━━ 分析対象の本文 ━━

投資をできる人や事業のアドバイスのできる人はたくさんいるのに、VC側からバックオフィスをサポートする人は少ないのでは?、それができればより出資先のサポートができるんじゃないかと思って。そこからこのキャリアがスタートした感じですね。

——なるほど。確かにスタートアップのバックオフィスって情報をどこで仕入れたらいいのか分からないですよね。

梅園さん:そうですね、でも本当は毎月何をやればいいのかって決まってるんですよ。納付すべきこととかチェックすべきこととか。慣れるのに必死でしたし、印鑑のいるものいらないものがよく分からなったりしました笑

ちゃんとやらなくても大丈夫だよってスタンスの方もいるのですが、本当なのかなと思ってそれを税理士さんに確認すると全くそんなことはなかったり。

バックオフィスの業務で常識として考えられていることを最初から綺麗にできる人はいないのではないかなと思います。バックオフィスとは言っても私は今税務回りに強くなってはいますが、今後は人に関わること、例えば労働局に出すべきものや補助金などもっと幅が広がってくると思うんです。すごい種類があって補助金も申請するのに手続きが面倒とか、誰かに相談してもお金を結構マージンをとられてしまったりなんてこともあるので、そこの整備もしたいなと。

 

——あまりバックオフィス文脈で事業の成長が語られているケースは多くないと感じるのですが、スタートアップの会社でバックオフィスを意識することで売り上げにもいい影響があるというのは確かにその通りかもしれません。

━━━
━━ 提供データ ━━

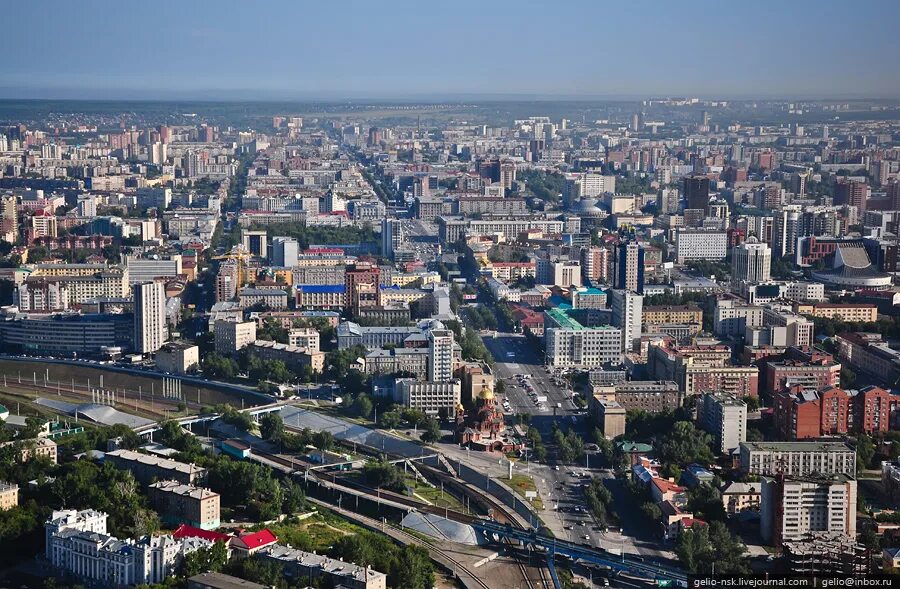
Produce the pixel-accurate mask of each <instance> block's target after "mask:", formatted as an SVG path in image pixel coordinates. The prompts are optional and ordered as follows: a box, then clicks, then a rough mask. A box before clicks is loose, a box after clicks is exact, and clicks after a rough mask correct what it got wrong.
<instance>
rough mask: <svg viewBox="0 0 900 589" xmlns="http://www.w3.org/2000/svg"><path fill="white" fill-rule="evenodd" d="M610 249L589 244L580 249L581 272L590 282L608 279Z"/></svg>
mask: <svg viewBox="0 0 900 589" xmlns="http://www.w3.org/2000/svg"><path fill="white" fill-rule="evenodd" d="M610 252H611V250H610V249H609V248H607V247H599V246H591V247H586V248H583V249H582V250H581V273H582V276H584V278H585V280H589V281H591V282H594V281H599V282H603V283H606V282H608V281H609V259H610V257H611V255H610Z"/></svg>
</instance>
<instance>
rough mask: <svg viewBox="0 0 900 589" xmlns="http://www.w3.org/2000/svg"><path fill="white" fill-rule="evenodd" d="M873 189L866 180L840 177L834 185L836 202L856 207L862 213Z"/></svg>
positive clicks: (864, 210) (856, 209) (834, 192)
mask: <svg viewBox="0 0 900 589" xmlns="http://www.w3.org/2000/svg"><path fill="white" fill-rule="evenodd" d="M870 192H871V189H870V188H869V185H868V184H866V182H865V181H861V180H851V179H849V178H838V181H837V182H836V183H835V185H834V204H836V205H850V206H853V207H856V210H857V212H858V213H859V214H860V215H861V214H862V213H863V211H865V210H866V201H867V200H868V199H869V194H870Z"/></svg>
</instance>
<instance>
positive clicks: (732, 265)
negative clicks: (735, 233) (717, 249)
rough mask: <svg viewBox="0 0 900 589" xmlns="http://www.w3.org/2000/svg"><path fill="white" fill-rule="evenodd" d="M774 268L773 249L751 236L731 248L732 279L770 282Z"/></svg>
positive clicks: (753, 282) (731, 276) (738, 282)
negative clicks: (770, 274) (772, 252)
mask: <svg viewBox="0 0 900 589" xmlns="http://www.w3.org/2000/svg"><path fill="white" fill-rule="evenodd" d="M771 269H772V250H771V249H769V246H768V245H766V244H764V243H760V241H759V239H757V238H756V237H753V236H751V237H750V238H748V239H747V241H746V242H744V243H742V244H741V245H739V246H736V247H735V248H734V249H732V250H731V281H732V282H733V283H734V284H738V283H740V282H742V281H747V282H751V283H755V282H768V280H769V278H770V272H771Z"/></svg>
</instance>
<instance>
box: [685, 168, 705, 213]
mask: <svg viewBox="0 0 900 589" xmlns="http://www.w3.org/2000/svg"><path fill="white" fill-rule="evenodd" d="M683 182H684V199H685V201H686V204H685V208H687V209H703V210H704V211H705V210H706V207H707V205H709V178H707V177H706V176H685V178H684V181H683Z"/></svg>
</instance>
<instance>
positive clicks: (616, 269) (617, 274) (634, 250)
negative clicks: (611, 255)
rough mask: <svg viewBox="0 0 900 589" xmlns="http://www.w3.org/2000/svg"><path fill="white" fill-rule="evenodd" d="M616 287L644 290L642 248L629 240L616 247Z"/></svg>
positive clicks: (624, 289)
mask: <svg viewBox="0 0 900 589" xmlns="http://www.w3.org/2000/svg"><path fill="white" fill-rule="evenodd" d="M614 286H615V287H616V288H620V289H624V290H631V291H634V292H637V293H640V294H643V292H644V248H643V247H641V246H640V244H638V243H637V242H634V241H630V242H628V243H623V244H620V245H619V247H618V248H616V275H615V283H614Z"/></svg>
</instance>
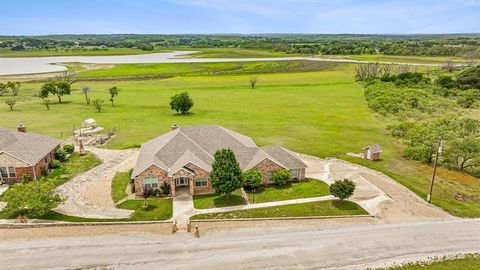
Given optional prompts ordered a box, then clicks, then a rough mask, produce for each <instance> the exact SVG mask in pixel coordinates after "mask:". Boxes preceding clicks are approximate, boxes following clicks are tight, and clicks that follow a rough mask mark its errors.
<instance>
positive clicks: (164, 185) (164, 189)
mask: <svg viewBox="0 0 480 270" xmlns="http://www.w3.org/2000/svg"><path fill="white" fill-rule="evenodd" d="M170 188H171V186H170V184H169V183H167V182H163V184H162V186H160V189H162V193H163V194H164V195H170Z"/></svg>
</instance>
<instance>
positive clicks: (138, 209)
mask: <svg viewBox="0 0 480 270" xmlns="http://www.w3.org/2000/svg"><path fill="white" fill-rule="evenodd" d="M143 204H144V201H143V200H128V201H125V202H123V203H121V204H120V205H118V206H117V207H118V208H122V209H128V210H134V211H135V213H134V214H133V216H132V217H131V218H127V219H98V218H82V217H74V216H67V215H63V214H60V213H57V212H54V211H51V212H50V213H49V214H47V215H46V216H43V217H41V218H40V219H44V220H59V221H68V222H114V221H119V222H127V221H160V220H167V219H170V218H171V217H172V199H170V198H168V199H149V200H148V207H147V208H144V207H143ZM0 218H2V217H1V213H0ZM3 218H4V217H3Z"/></svg>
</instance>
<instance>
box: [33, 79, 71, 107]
mask: <svg viewBox="0 0 480 270" xmlns="http://www.w3.org/2000/svg"><path fill="white" fill-rule="evenodd" d="M71 92H72V88H71V87H70V84H69V83H67V82H64V81H50V82H47V83H45V84H43V85H42V88H41V90H40V97H42V98H46V97H48V95H49V94H52V95H55V96H57V98H58V103H62V97H63V96H64V95H70V93H71Z"/></svg>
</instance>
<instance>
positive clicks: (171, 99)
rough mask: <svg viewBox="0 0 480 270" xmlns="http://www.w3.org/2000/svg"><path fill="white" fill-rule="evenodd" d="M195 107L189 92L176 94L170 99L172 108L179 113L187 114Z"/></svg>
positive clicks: (170, 102) (170, 106) (171, 108)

━━━

## 練習問題
(a) 本文のうち、「投資をできる人や事業のアドバ」から「かにその通りかもしれません。」までの部分をそのまま書き写せ。
(b) 本文に基づき、次の問いに答えよ。
(i) 梅園さんが、慣れるのに必死だった頃によく分からなかったと述べているのは何か。
(ii) 「ちゃんとやらなくても大丈夫」という話について、梅園さんは誰に確認したか。
(iii) 梅園さんが、バックオフィスの中で今強くなっていると述べている分野は何か。
データは使わなくてよい。

## 各問の解答
(a)
投資をできる人や事業のアドバイスのできる人はたくさんいるのに、VC側からバックオフィスをサポートする人は少ないのでは?、それができればより出資先のサポートができるんじゃないかと思って。そこからこのキャリアがスタートした感じですね。

——なるほど。確かにスタートアップのバックオフィスって情報をどこで仕入れたらいいのか分からないですよね。

梅園さん:そうですね、でも本当は毎月何をやればいいのかって決まってるんですよ。納付すべきこととかチェックすべきこととか。慣れるのに必死でしたし、印鑑のいるものいらないものがよく分からなったりしました笑

ちゃんとやらなくても大丈夫だよってスタンスの方もいるのですが、本当なのかなと思ってそれを税理士さんに確認すると全くそんなことはなかったり。

バックオフィスの業務で常識として考えられていることを最初から綺麗にできる人はいないのではないかなと思います。バックオフィスとは言っても私は今税務回りに強くなってはいますが、今後は人に関わること、例えば労働局に出すべきものや補助金などもっと幅が広がってくると思うんです。すごい種類があって補助金も申請するのに手続きが面倒とか、誰かに相談してもお金を結構マージンをとられてしまったりなんてこともあるので、そこの整備もしたいなと。

 

——あまりバックオフィス文脈で事業の成長が語られているケースは多くないと感じるのですが、スタートアップの会社でバックオフィスを意識することで売り上げにもいい影響があるというのは確かにその通りかもしれません。

(b)
(i) 印鑑のいるものといらないもの
(ii) 税理士さん
(iii) 税務回り